**Requirement A:**
Which lines of the records contain the string "railing"? Show each of those lines, treating uppercase and lowercase as different.
**Requirement B:**
Could you carry on the post about the Elisp parser combinator library from the point where it stops?

**Provided passage:**
..............................

Friday, October 7, 2011

Update to my Monadic Parser Combinator Elisp Library (+ examples/tutorial)

I've updated my emacs lisp monadic parser combinator library. The underlying mechanisms for building parsers remain unchanged, but I've introduced a few new syntactic forms to make writing parses a little easier than it used to be.

If you want to understand how the library works, under the hood, check out my screencast about monadic parser combinators in Elisp located here.

This post will introduce those features and give a quick tour of how I'm actually using them in my day to day life as a researcher.

To use the library, download my code from github, add the directory to your emacs path, and then:

(require 'monad-parse)

Which will load the parser monad and its associated functions. It really helps to byte-compile this library, because it relies on some serious macro magic behind the scenes. Performances is tolerable for the compiled version, but can be a real drag without compilation.

If you get an error about filename being undefined during compilation, evaluate:

(setq filename nil)

in your scratch buffer. This is some emacs bug that has to do with CEDIT, which I don't even use. Beats me!

We'll be using an example from my day job today. I work in an electrochemistry lab. My background is in data analysis and modeling, and so I get lots of files containing data from my colleagues. The files are given human-readable names describing the kinds of data they contain:

firstElectrode/1000uM_DA_.4-1-3bg_CV.txt
firstElectrode/500uM_DA_.4-1-3bg_CV.txt
firstElectrode/250uM_DA_.4-1-3bg_CV.txt
firstElectrode/100uM_DA_.4-1-3bg_CV.txt
firstElectrode/1000uM_DA_.4-1-3cv_CV.txt
firstElectrode/500uM_DA_.4-1-3cv_CV.txt
firstElectrode/250uM_DA_.4-1-3cv_CV.txt
firstElectrode/100uM_DA_.4-1-3cv_CV.txt
firstElectrode/1000uM_DA_.4-1-3bg_CV1.txt
firstElectrode/500uM_DA_.4-1-3bg_CV1.txt
firstElectrode/250uM_DA_.4-1-3bg_CV1.txt
firstElectrode/100uM_DA_.4-1-3bg_CV1.txt
firstElectrode/1000uM_DA_.4-1-3cv_CV1.txt
michaelElectrode/500uM_DA_.4-1-3cv_CV1.txt
michaelElectrode/250uM_DA_.4-1-3cv_CV1.txt
michaelElectrode/100uM_DA_.4-1-3cv_CV1.txt

I do analysis which requires that I grab all these files and process them together, and I need to know things like what dopamine concentration each file has and other information which is in the file name, but not easy for a computer to get at. My strategy is to write a parser which converts the human readable filenames into a data structure, and then generate a new, very easy to parse, filename to copy the file to.

This is because I'm doing the data analysis in Matlab, where its hard to write a general purpose parser. Better to let emacs do the work of parsing the complex names and generate simple names for Matlab.

..............................

**Records:**
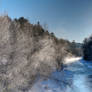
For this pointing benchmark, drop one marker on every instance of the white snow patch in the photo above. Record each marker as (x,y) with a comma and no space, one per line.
(68,60)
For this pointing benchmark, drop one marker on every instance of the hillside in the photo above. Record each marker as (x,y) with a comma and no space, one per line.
(28,51)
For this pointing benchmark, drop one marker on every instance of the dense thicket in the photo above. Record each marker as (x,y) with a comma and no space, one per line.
(87,49)
(28,51)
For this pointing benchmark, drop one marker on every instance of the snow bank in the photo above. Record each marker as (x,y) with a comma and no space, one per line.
(68,60)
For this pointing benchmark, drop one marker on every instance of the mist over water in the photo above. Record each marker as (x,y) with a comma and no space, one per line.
(75,77)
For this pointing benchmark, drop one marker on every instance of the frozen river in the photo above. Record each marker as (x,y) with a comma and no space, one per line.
(75,77)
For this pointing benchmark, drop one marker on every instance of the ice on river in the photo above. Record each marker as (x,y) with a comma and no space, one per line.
(75,77)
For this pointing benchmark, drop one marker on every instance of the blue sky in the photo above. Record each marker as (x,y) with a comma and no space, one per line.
(68,19)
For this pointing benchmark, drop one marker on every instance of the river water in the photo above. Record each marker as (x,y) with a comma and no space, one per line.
(75,77)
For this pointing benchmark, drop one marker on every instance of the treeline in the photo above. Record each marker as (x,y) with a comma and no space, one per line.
(28,51)
(87,49)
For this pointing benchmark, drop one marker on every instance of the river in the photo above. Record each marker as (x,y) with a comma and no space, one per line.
(75,77)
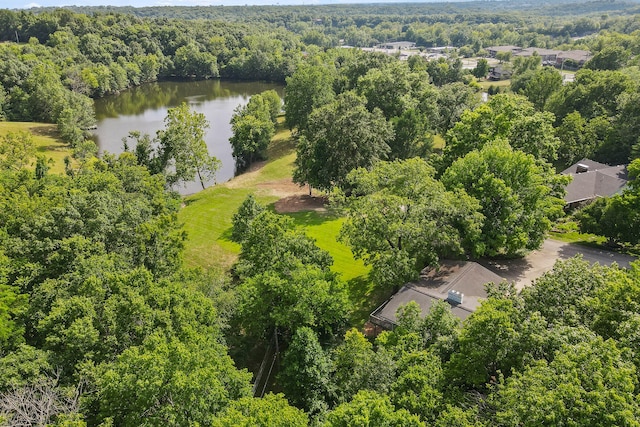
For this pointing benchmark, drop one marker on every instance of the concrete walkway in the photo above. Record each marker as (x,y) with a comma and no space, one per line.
(524,270)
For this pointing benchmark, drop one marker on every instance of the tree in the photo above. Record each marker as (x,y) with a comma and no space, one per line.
(486,344)
(183,151)
(339,137)
(13,305)
(354,366)
(305,372)
(453,99)
(387,88)
(482,69)
(310,87)
(592,94)
(419,384)
(189,61)
(272,410)
(303,296)
(17,150)
(369,409)
(273,243)
(166,382)
(579,139)
(537,85)
(273,101)
(515,195)
(564,295)
(401,219)
(253,129)
(586,383)
(505,116)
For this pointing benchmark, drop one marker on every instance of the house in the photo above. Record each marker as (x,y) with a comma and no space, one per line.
(593,179)
(546,55)
(572,58)
(460,283)
(499,72)
(397,45)
(494,50)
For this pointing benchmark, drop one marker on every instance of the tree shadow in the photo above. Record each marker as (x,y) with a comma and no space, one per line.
(513,269)
(365,298)
(311,218)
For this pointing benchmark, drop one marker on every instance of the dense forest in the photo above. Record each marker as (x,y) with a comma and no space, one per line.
(103,323)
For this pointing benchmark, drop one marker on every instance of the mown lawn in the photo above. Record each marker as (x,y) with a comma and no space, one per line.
(207,220)
(45,137)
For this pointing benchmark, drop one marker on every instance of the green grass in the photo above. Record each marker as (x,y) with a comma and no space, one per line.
(46,139)
(207,220)
(324,227)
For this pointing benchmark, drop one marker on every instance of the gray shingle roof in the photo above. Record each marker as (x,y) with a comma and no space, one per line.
(599,180)
(466,277)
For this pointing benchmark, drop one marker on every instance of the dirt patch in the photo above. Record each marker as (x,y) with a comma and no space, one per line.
(299,203)
(283,188)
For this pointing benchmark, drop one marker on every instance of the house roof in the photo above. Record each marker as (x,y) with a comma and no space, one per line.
(593,179)
(398,45)
(507,48)
(576,55)
(465,277)
(540,51)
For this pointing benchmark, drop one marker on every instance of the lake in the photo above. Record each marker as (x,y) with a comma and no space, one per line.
(144,108)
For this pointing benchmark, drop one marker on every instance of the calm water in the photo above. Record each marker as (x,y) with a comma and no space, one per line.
(144,109)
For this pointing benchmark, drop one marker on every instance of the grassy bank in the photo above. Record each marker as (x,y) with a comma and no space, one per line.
(45,137)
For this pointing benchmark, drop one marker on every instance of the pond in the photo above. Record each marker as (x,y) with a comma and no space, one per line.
(144,109)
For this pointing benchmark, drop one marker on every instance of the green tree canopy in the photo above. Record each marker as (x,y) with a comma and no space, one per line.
(183,151)
(506,116)
(515,195)
(400,219)
(339,137)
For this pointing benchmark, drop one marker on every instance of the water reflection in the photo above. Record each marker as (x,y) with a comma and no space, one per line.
(144,109)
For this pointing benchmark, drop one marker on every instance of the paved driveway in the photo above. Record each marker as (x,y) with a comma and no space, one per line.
(523,271)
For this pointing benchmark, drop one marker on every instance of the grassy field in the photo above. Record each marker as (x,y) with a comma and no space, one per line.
(207,219)
(45,137)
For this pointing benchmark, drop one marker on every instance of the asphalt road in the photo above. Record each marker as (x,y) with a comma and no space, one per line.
(523,271)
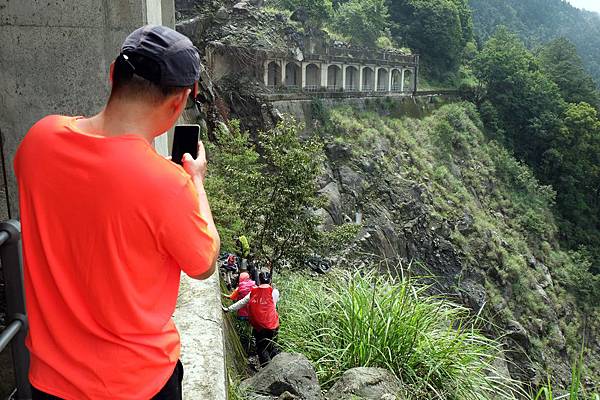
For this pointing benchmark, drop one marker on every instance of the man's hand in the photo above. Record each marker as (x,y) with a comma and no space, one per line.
(196,168)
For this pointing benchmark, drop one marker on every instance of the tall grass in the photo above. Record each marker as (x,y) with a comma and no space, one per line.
(429,343)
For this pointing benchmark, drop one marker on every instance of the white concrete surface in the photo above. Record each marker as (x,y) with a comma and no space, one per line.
(200,322)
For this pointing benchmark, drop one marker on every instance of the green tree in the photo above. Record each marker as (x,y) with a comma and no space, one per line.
(561,62)
(527,103)
(318,11)
(283,221)
(574,161)
(438,29)
(232,182)
(363,21)
(266,190)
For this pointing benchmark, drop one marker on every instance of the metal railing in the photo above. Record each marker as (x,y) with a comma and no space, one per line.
(16,317)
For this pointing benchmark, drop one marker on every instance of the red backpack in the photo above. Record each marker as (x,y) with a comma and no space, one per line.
(261,309)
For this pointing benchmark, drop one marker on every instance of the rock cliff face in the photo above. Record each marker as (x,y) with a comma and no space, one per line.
(442,205)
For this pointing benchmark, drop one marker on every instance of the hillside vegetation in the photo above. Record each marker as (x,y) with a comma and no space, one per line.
(540,21)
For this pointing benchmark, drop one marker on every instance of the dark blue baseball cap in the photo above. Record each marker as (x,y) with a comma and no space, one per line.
(175,54)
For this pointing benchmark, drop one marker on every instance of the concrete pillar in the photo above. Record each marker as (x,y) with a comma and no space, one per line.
(37,39)
(402,81)
(303,72)
(360,70)
(266,75)
(324,74)
(416,77)
(282,78)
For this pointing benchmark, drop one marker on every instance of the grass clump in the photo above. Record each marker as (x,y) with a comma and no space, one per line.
(369,320)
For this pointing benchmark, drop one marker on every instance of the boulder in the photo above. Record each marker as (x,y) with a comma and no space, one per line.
(221,16)
(287,372)
(365,384)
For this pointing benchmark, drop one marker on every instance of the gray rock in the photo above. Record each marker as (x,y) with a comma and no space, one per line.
(334,201)
(221,16)
(287,372)
(352,182)
(242,6)
(366,384)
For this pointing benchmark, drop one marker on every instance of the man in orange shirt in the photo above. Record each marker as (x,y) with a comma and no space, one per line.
(108,226)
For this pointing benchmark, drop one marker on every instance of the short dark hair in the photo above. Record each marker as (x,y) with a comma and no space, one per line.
(132,82)
(264,278)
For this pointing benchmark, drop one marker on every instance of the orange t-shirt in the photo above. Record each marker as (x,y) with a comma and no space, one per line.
(108,225)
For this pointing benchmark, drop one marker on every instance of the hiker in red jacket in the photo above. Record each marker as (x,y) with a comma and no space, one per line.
(245,285)
(263,317)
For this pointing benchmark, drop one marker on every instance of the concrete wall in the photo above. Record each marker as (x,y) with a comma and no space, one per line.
(54,59)
(200,322)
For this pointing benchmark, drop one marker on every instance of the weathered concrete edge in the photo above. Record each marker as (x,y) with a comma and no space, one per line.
(200,322)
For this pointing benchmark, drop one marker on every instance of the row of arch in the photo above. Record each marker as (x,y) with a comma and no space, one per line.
(312,76)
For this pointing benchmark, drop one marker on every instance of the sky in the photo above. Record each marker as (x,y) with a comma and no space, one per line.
(591,5)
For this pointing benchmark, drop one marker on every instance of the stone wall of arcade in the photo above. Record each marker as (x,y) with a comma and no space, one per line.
(317,76)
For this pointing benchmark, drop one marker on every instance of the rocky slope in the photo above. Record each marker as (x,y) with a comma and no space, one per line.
(435,193)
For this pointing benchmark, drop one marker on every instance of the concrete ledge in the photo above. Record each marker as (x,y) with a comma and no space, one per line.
(200,322)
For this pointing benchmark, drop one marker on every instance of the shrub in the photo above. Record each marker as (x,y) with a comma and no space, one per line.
(370,320)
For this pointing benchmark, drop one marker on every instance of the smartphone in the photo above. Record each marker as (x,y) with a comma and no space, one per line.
(185,140)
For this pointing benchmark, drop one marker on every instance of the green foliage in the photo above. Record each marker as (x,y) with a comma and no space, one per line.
(561,62)
(268,192)
(539,21)
(318,11)
(352,320)
(499,216)
(332,241)
(363,21)
(232,182)
(524,109)
(283,223)
(439,30)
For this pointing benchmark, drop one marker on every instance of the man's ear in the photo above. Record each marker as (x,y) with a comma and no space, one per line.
(178,101)
(111,72)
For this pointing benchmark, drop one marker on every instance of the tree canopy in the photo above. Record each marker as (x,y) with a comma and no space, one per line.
(363,21)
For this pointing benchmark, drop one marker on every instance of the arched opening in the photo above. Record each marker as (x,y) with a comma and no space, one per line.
(383,80)
(334,77)
(408,80)
(352,79)
(368,82)
(274,74)
(313,78)
(396,80)
(293,75)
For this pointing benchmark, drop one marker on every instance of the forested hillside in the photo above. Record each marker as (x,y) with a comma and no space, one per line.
(496,197)
(539,21)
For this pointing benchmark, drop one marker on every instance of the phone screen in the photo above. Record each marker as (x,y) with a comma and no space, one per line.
(185,140)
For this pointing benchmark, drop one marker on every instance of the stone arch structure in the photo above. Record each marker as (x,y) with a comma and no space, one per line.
(293,75)
(334,77)
(383,80)
(368,79)
(313,77)
(408,80)
(273,74)
(352,83)
(396,80)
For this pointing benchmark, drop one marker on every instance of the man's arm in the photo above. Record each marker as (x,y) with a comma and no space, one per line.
(212,229)
(239,304)
(197,170)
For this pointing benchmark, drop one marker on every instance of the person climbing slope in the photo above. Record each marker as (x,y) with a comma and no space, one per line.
(263,317)
(244,287)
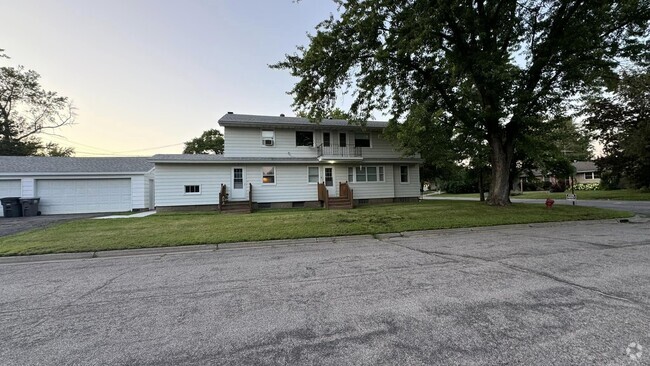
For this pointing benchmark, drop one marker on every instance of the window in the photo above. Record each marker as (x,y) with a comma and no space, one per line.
(268,175)
(192,189)
(326,139)
(304,138)
(268,137)
(312,174)
(361,140)
(404,174)
(366,174)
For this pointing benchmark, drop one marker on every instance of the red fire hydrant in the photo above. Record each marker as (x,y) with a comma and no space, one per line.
(549,203)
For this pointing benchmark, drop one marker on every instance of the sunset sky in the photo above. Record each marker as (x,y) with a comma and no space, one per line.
(148,75)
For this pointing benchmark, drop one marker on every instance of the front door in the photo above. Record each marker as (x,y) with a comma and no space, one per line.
(329,181)
(237,192)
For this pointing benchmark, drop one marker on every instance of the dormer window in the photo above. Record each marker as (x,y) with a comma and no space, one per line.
(268,138)
(305,138)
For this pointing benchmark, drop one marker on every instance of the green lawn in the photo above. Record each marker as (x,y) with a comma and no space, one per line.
(174,229)
(621,195)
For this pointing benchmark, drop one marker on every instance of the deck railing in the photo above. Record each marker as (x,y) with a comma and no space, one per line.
(323,195)
(339,151)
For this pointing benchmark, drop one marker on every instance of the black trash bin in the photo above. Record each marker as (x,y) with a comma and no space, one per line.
(11,207)
(30,206)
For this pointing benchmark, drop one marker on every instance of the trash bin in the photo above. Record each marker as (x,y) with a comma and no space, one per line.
(30,206)
(11,207)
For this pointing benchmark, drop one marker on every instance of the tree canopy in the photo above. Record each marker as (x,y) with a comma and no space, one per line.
(492,72)
(210,142)
(26,110)
(621,121)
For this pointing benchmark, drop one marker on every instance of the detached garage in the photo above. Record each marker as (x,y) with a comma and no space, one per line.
(79,185)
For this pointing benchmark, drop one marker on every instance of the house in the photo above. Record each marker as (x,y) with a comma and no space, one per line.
(67,185)
(586,172)
(283,161)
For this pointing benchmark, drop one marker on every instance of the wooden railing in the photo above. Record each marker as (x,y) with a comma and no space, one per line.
(250,196)
(340,151)
(223,196)
(346,192)
(323,195)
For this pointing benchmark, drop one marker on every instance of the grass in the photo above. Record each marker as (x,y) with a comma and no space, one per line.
(173,229)
(620,195)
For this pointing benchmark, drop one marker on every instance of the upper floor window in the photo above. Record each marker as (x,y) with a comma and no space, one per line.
(366,174)
(268,137)
(304,138)
(362,140)
(404,174)
(268,175)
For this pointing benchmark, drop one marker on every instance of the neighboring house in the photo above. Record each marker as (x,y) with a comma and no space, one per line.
(68,185)
(586,172)
(284,160)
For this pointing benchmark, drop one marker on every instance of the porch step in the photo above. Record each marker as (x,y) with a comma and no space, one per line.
(236,207)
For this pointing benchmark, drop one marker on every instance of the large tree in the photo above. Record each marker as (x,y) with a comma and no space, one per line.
(496,70)
(26,110)
(210,142)
(621,121)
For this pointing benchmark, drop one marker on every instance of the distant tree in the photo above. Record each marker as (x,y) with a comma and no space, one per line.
(621,121)
(494,69)
(210,142)
(26,110)
(54,149)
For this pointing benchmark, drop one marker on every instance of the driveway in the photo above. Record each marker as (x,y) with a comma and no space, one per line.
(638,207)
(542,294)
(14,225)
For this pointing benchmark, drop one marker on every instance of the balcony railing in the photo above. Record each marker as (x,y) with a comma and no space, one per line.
(335,151)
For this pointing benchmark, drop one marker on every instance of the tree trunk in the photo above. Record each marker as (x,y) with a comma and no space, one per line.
(481,191)
(501,158)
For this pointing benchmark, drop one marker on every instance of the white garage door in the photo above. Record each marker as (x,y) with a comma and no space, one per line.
(63,196)
(9,188)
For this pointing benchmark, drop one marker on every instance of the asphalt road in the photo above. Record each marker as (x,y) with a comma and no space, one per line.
(638,207)
(543,294)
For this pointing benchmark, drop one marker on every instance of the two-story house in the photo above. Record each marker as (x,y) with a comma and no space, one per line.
(282,161)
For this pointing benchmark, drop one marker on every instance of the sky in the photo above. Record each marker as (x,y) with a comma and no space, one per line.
(146,76)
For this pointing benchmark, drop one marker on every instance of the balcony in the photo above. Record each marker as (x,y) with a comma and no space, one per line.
(339,153)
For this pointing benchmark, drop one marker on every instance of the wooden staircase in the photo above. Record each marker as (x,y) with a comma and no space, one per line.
(345,199)
(226,206)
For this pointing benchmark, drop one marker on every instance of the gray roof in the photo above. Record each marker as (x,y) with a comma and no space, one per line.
(248,120)
(41,164)
(585,166)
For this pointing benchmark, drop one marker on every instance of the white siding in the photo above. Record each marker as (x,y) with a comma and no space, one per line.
(9,188)
(171,180)
(247,142)
(138,192)
(290,184)
(410,189)
(366,190)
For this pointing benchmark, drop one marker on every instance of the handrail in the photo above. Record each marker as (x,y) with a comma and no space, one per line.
(342,151)
(250,196)
(223,196)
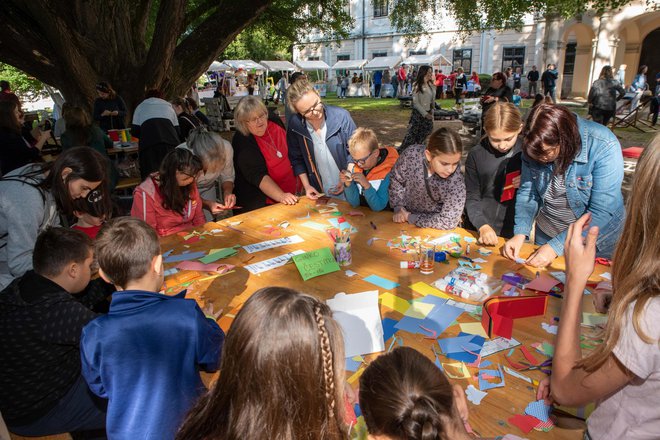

..............................

**Task output A:**
For this pointing benchmark, drop one marker on every instance of the metal railing in the photo above. Record each marker as (x,y) with a comma and no space, one per line.
For this pointing benchmark, drop one marker on every instance of the deck railing in the photo above. Record each marker as (x,y) with a comma and no space, one per line.
For this pointing benchmark, drop one marker on every instance of the wooden railing in the photo above. Record each marker as (x,y) with a comma and no space, one per line.
For this pointing benchmark, drop one marker on every instance of the balcony railing in the photo above. Record each marker as (x,y) with a comma and no space, one per line.

**Task output B:**
Building Up a Parser

We'll start with preliminaries, little parsers we need to break up the file names:

(defparser slash (=string "/"))
(defparser underscore (=string "_"))
(defparser dash (=string "-"))

Next we need to write parsers for larger bits of text. These are still relatively simple.

(defparser experiment-label
     (characters <- (=zero-or-more (=not (=string "/"))))
     (m-return
      (alist>> :label (coerce characters 'string))))

When parsing strings and buffers, =zero-or-more creates a parser which returns a list of character codes. We bind that list to a variable, characters and coerce it into a string, which is returned to the caller as the monadic return value.

defparser's body allows you to write code more or less like you would in Haskell's do notation. It expands to a defvar expression, but the body is placed inside a parser special form. parser lets you create anonymous parsers.

We can test this parser like so:

(parse-string experiment-label "abcdef/gea") ;-> (:label "abcdef")

parse-string returns just the parsed part of the input, and throws away the leftovers. It also converts its second argument to a parser input stream. You can use a parser directly like this:

(funcall experiment-label (->in "abcdef/gea"))

Which returns the entire parser state:

(((:label "abcdef") . [object <parser-input-string> "<parser-input-string>" "abcdef/gea" 6]))

The library supports non-deterministic parsing, so parsers return a list of all the parser states produced, each of which is a pair containing the parsed value and an object represening the rest of the parse state. In most cases, you'll want to use parse-string. But the library supports buffer parsing and list parsing.

Now lets build our first multi-part parser. This will parse a quantity and its units.

(defparser amount
  (magnitude <- (=number->number))
  (units <- (=string "uM" "nM"))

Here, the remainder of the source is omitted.